Aim
Please rewrite the lines below with "Target" changed to "Label" everywhere it appears, keeping everything else the same.

________________

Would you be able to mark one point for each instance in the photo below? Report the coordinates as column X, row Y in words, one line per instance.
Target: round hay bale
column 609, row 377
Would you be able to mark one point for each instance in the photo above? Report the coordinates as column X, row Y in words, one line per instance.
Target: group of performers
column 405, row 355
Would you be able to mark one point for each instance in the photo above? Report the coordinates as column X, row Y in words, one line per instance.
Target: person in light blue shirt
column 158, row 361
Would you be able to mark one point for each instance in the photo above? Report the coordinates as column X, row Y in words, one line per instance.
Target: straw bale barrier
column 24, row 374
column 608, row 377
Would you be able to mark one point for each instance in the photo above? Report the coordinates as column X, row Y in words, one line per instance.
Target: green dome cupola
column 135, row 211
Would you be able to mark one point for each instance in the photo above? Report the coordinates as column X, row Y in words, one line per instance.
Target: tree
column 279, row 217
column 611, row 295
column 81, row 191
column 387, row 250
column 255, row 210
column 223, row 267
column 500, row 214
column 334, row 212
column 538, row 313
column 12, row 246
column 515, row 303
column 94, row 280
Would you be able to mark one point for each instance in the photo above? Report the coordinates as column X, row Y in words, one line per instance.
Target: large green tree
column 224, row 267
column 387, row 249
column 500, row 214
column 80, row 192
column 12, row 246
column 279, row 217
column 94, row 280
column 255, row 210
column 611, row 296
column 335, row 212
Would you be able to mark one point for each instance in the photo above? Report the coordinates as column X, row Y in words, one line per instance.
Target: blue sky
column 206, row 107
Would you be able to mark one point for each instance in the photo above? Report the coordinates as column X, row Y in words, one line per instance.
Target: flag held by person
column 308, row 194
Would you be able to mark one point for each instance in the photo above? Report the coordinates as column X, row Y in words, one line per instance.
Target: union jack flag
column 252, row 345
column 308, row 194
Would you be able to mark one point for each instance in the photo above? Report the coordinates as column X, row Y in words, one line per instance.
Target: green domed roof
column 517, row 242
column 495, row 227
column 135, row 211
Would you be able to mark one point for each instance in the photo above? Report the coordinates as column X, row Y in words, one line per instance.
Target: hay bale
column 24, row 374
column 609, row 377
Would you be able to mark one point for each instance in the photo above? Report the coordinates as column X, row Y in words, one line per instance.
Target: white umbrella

________________

Written solution
Would you be able to mark one point for each instance in the photo below? Report the coordinates as column X, row Y in words, one line per instance.
Label: round hay bale
column 609, row 377
Would you be able to mark one point for each instance in the photo above? Report the coordinates as column X, row Y in words, one line per instance.
Label: group of performers
column 405, row 355
Would you be able to mark one point for each instance in the photo above? Report the coordinates as column X, row Y in words, one line per instance.
Label: person in light blue shirt
column 158, row 361
Would you be able to mark one point for each instance in the photo above? Report the coordinates as column X, row Y in words, one line per instance.
Label: straw bale barrier
column 24, row 374
column 608, row 377
Would you be able to mark one point for each instance in the photo above? Report the coordinates as column X, row Y in words, one line per instance.
Label: green dome cupola
column 135, row 211
Would you be able to mark one point for each instance in the photo above? Report the coordinates as column X, row Y in words, one line per instance.
Label: tree
column 279, row 217
column 611, row 295
column 81, row 191
column 387, row 250
column 255, row 210
column 223, row 267
column 500, row 214
column 334, row 212
column 538, row 313
column 12, row 246
column 515, row 303
column 94, row 280
Would you be able to mark one point for each instance in the photo above? Report the coordinates as column X, row Y in words, one line per instance.
Label: large green tree
column 224, row 267
column 387, row 249
column 500, row 214
column 80, row 192
column 12, row 246
column 279, row 217
column 94, row 280
column 255, row 210
column 611, row 296
column 335, row 212
Would you be able to mark one point for each instance in the photo above? Report the coordinates as column X, row Y in words, one line per instance.
Label: blue sky
column 206, row 107
Would you be able to mark one point for each instance in the photo above? Report the coordinates as column X, row Y in words, one line per instance.
Label: flag held by person
column 308, row 194
Would you be able to mark one point for each instance in the photo above? Report the coordinates as column X, row Y in words, one line per instance.
Label: union jack flag
column 252, row 345
column 308, row 194
Would you be able to mark one point for each instance in the photo above? Report the coordinates as column X, row Y in words, one line per instance.
Label: green domed roof
column 517, row 242
column 495, row 227
column 135, row 211
Would you be able to mark one point for each instance in the photo above? Report the coordinates as column X, row Y in words, one line per instance.
Label: hay bale
column 24, row 374
column 609, row 377
Would you be able to mark one point for each instance in the photo above? Report the coordinates as column X, row Y in words, one line per instance.
Label: white umbrella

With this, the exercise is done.